Challenge: Could you write out all of the records below again, changing every "Bounding boxes" to "Box coordinates" and keeping everything else the same? Leave the pictures out of your answer.

Provided data:
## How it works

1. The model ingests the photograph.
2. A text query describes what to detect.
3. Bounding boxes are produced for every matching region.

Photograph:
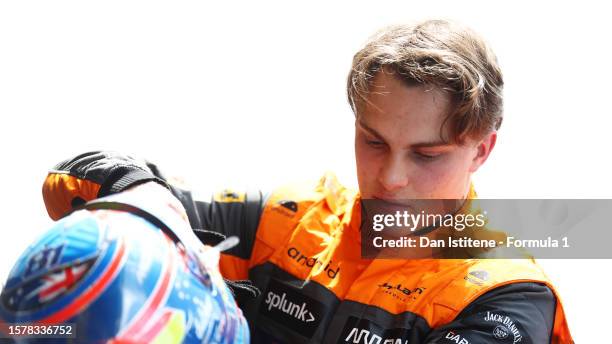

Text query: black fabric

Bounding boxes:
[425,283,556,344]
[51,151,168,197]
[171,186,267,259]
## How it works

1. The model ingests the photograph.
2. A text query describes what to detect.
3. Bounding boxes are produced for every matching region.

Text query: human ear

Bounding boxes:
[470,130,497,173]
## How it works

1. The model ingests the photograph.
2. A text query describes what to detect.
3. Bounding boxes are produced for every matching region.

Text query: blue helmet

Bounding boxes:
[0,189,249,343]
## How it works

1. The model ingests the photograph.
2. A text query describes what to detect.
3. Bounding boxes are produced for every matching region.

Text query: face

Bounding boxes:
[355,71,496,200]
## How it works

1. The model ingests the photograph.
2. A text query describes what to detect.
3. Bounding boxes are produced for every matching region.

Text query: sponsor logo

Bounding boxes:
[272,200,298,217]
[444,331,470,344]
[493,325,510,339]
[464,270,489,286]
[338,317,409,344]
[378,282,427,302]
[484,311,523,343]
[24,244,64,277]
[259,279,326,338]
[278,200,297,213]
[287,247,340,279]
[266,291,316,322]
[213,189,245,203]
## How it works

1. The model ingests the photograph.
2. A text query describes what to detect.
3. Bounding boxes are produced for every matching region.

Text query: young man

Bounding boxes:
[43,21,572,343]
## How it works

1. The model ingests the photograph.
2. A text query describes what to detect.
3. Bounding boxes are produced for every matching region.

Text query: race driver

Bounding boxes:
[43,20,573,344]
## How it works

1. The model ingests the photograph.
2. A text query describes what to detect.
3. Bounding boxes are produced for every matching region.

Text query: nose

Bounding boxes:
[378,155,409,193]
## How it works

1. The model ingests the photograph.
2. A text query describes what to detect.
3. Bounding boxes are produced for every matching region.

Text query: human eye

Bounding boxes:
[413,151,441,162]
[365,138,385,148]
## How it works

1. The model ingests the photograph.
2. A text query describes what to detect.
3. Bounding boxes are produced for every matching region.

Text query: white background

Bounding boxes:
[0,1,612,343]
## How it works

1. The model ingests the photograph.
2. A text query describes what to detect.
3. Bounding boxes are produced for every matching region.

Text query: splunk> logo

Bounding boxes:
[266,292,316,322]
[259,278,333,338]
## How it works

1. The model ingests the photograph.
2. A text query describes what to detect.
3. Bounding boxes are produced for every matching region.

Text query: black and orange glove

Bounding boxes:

Exercise solution:
## How it works

1. The model ingests the photograph.
2. A text query describes what to detect.
3. Box coordinates are produced for every matching region.

Photograph:

Text query: black fabric

Box coordinates:
[425,283,556,344]
[51,151,168,197]
[171,186,267,259]
## How it works

1. The model ingests the photograph.
2. A text query describes what to detect.
3. Box coordinates are produced for every matching region.

Text query: human ear

Box coordinates:
[470,130,497,173]
## How it works

1. The model ingests the photograph.
2. A text query describes what to detect.
3. Box coordinates are produced for every matching region.

Text query: blue helmet

Box coordinates:
[0,189,249,343]
## How it works

1. The model ingests the photograph.
2. A text query describes what to detect.
3. Box coordinates are produced for every matching region.

Text query: face

Box coordinates:
[355,71,496,200]
## How it works

1. The model ingests the photograph.
2. A text query describes what to detect.
3. Box coordinates are produced for every matching region.

Text query: sponsor logo

Box coordinates:
[272,200,298,217]
[444,331,470,344]
[493,325,510,339]
[464,270,489,286]
[338,317,409,344]
[378,282,427,302]
[484,311,523,343]
[24,244,64,277]
[259,279,326,338]
[278,200,297,213]
[287,247,340,279]
[266,291,316,322]
[213,189,245,203]
## How it works

1. The model ingests the photograph.
2. A text query describes what to detect.
3. Box coordinates are produced for every matching region.

Text query: young man

Box coordinates:
[43,21,572,343]
## How it works

1. The model ingests the photograph.
2. A text query describes what to detect.
3. Box coordinates are produced for every matching region.

Text query: race driver

Box coordinates:
[43,20,573,344]
## How it works

1. The model ingests the photograph.
2. A text query describes what to detect.
3. Box coordinates are produced for every matching region.

Text query: nose

Box coordinates:
[378,155,409,193]
## How it works

1. The model ingests the photograph.
2. A text query describes what to detect.
3. Box coordinates are produced for every matching region.

Text query: human eye

Box coordinates:
[413,151,441,162]
[365,138,385,148]
## How it works

1. The model ingests the photograph.
2. A text query describes what to detect.
3. Box coordinates are produced for every matching region.

Text query: white background

Box coordinates:
[0,1,612,343]
## How it works

1. The model ingests the photograph.
2. A text query describes what to detect.
3. Box coordinates are produced for every matching region.

Text query: splunk> logo

Box coordinates:
[266,292,316,322]
[259,278,333,338]
## How it works

1. The model ingests the photograph.
2. A text query describes what to detect.
3. Box coordinates are produced for every matching region.

Text query: black and orange glove

Box coordinates:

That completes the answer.